GIVEN DATA:
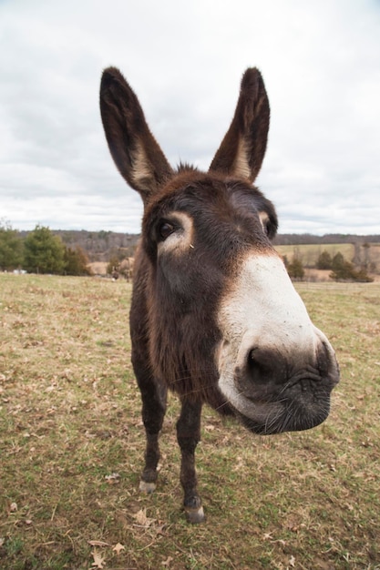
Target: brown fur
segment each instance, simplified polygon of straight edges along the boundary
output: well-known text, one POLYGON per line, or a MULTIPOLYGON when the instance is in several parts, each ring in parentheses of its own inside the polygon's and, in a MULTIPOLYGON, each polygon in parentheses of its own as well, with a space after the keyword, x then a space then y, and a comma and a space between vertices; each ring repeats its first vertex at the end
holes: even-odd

...

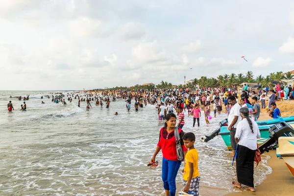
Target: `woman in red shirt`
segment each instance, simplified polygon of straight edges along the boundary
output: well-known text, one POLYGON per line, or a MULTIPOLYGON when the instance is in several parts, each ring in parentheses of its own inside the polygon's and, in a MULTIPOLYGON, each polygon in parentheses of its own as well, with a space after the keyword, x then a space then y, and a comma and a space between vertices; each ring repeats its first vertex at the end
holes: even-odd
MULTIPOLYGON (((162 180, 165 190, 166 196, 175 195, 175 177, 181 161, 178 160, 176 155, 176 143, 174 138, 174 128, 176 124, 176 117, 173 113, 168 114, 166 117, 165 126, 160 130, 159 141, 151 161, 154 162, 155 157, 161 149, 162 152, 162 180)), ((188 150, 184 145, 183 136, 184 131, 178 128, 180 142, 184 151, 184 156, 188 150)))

OBJECTIVE: Which lines in the records contain the string "Target"? Copy each such line in full.

RESULT FOR THIS TASK:
Target: brown fur
Target: `woman in red shirt`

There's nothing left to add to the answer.